[Point-per-instance localization data]
^^^^^^^^^^^^^^^^

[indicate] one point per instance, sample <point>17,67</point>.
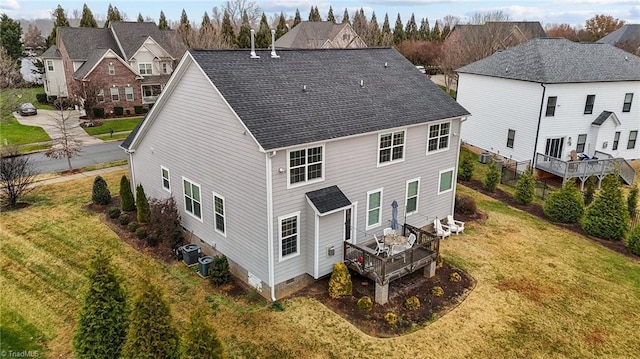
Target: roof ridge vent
<point>253,45</point>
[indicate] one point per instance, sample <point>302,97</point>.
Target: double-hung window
<point>391,147</point>
<point>306,165</point>
<point>192,203</point>
<point>438,137</point>
<point>551,106</point>
<point>289,238</point>
<point>374,207</point>
<point>220,221</point>
<point>413,190</point>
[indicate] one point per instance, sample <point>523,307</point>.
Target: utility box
<point>190,254</point>
<point>204,263</point>
<point>484,157</point>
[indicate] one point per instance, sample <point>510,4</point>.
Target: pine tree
<point>162,22</point>
<point>102,322</point>
<point>60,20</point>
<point>263,37</point>
<point>228,35</point>
<point>608,216</point>
<point>87,18</point>
<point>398,32</point>
<point>282,28</point>
<point>151,333</point>
<point>142,205</point>
<point>127,202</point>
<point>244,36</point>
<point>330,16</point>
<point>200,339</point>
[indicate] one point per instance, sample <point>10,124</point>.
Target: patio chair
<point>440,230</point>
<point>454,226</point>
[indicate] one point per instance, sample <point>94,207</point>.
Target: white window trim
<point>297,253</point>
<point>184,205</point>
<point>224,214</point>
<point>404,148</point>
<point>406,199</point>
<point>452,170</point>
<point>306,182</point>
<point>368,226</point>
<point>163,168</point>
<point>448,138</point>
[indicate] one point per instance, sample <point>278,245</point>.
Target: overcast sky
<point>574,12</point>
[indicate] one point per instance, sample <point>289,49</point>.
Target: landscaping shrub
<point>525,188</point>
<point>365,304</point>
<point>113,212</point>
<point>101,193</point>
<point>465,205</point>
<point>123,219</point>
<point>412,303</point>
<point>493,175</point>
<point>565,205</point>
<point>127,203</point>
<point>142,205</point>
<point>219,273</point>
<point>466,169</point>
<point>607,217</point>
<point>340,282</point>
<point>633,242</point>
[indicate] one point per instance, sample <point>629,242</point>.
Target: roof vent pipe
<point>273,44</point>
<point>253,46</point>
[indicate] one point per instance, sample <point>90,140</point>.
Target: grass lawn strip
<point>541,291</point>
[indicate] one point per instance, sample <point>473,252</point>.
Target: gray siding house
<point>274,160</point>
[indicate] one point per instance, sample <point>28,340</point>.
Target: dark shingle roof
<point>628,32</point>
<point>328,199</point>
<point>549,60</point>
<point>79,41</point>
<point>268,96</point>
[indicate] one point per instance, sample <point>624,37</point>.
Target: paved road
<point>90,155</point>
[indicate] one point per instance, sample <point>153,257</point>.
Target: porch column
<point>382,293</point>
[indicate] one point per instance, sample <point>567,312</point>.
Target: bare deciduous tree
<point>17,175</point>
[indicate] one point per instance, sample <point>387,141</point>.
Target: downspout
<point>535,143</point>
<point>270,260</point>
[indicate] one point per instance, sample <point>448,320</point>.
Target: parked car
<point>27,109</point>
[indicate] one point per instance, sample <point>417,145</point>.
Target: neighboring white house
<point>553,96</point>
<point>274,161</point>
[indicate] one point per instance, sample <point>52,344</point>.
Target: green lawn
<point>123,125</point>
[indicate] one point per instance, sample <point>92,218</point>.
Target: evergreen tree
<point>151,333</point>
<point>142,205</point>
<point>282,28</point>
<point>263,37</point>
<point>297,19</point>
<point>398,32</point>
<point>162,22</point>
<point>127,202</point>
<point>345,17</point>
<point>10,34</point>
<point>228,35</point>
<point>330,16</point>
<point>200,339</point>
<point>411,31</point>
<point>244,36</point>
<point>608,216</point>
<point>102,323</point>
<point>87,18</point>
<point>60,19</point>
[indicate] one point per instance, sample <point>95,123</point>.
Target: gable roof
<point>309,35</point>
<point>549,60</point>
<point>628,32</point>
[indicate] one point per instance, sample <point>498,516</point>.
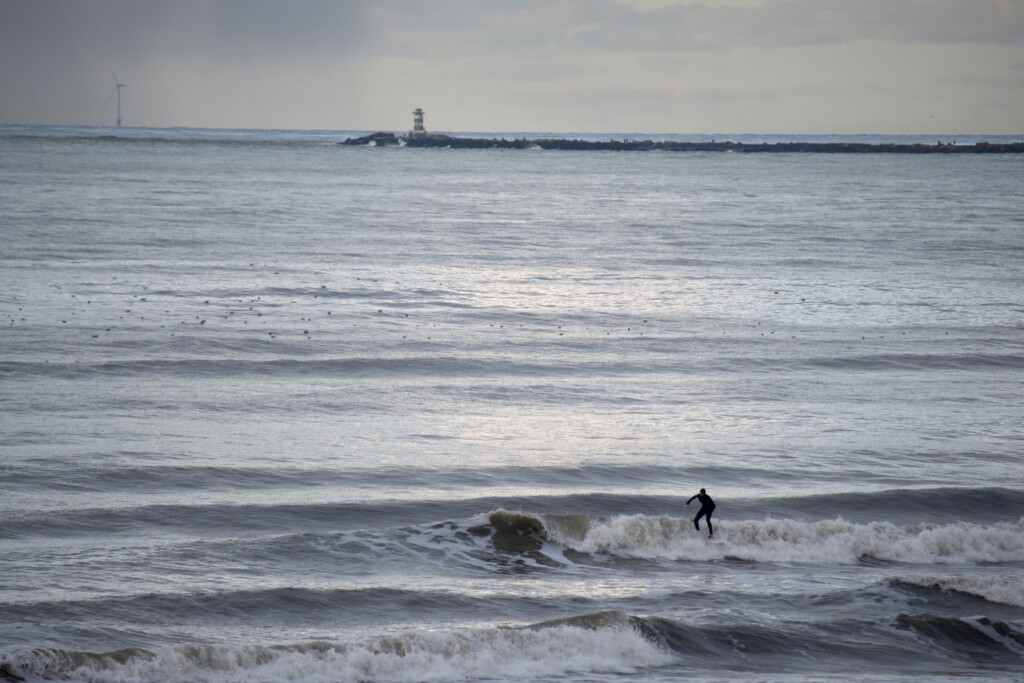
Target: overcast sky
<point>934,67</point>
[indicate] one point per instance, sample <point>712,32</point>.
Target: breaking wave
<point>603,642</point>
<point>830,542</point>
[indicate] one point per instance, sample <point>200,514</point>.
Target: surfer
<point>707,507</point>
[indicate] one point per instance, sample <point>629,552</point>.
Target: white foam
<point>410,657</point>
<point>830,542</point>
<point>994,589</point>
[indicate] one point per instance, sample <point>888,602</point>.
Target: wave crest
<point>829,542</point>
<point>596,643</point>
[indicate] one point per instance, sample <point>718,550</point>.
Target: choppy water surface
<point>274,410</point>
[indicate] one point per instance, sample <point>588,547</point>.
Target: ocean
<point>274,410</point>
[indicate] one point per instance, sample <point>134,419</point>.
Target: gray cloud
<point>646,65</point>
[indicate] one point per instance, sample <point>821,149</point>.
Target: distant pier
<point>454,142</point>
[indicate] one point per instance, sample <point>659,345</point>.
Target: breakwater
<point>454,142</point>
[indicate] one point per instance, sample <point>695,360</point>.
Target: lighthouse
<point>418,129</point>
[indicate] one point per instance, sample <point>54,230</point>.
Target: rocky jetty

^^^^^^^^^^^^^^^^

Required work: Output exactly those lines of the data above that run from the line with "Target: green lawn" up to and including the line with "instance, sample <point>888,602</point>.". No pictures go in.

Result:
Target: green lawn
<point>123,125</point>
[indicate] one point per instance, sample <point>92,218</point>.
Target: evergreen tree
<point>151,333</point>
<point>142,205</point>
<point>282,28</point>
<point>263,37</point>
<point>297,19</point>
<point>398,32</point>
<point>162,22</point>
<point>127,202</point>
<point>345,17</point>
<point>10,34</point>
<point>228,35</point>
<point>330,16</point>
<point>200,339</point>
<point>411,31</point>
<point>244,36</point>
<point>608,216</point>
<point>102,323</point>
<point>87,18</point>
<point>60,19</point>
[indicate] one point per instance, sample <point>95,123</point>.
Target: gable roof
<point>309,35</point>
<point>549,60</point>
<point>628,32</point>
[indicate] one point per instance, sample <point>498,516</point>.
Target: overcast sky
<point>934,67</point>
[indicate] one point per instance, sample <point>712,32</point>.
Target: breaking wave
<point>603,642</point>
<point>830,542</point>
[indicate] one point per instance, sample <point>200,514</point>.
Target: surfer
<point>707,507</point>
[indicate] one point per instance, sample <point>629,552</point>.
Target: white foam
<point>410,657</point>
<point>830,542</point>
<point>994,589</point>
[indicate] one point per instance, sample <point>888,602</point>.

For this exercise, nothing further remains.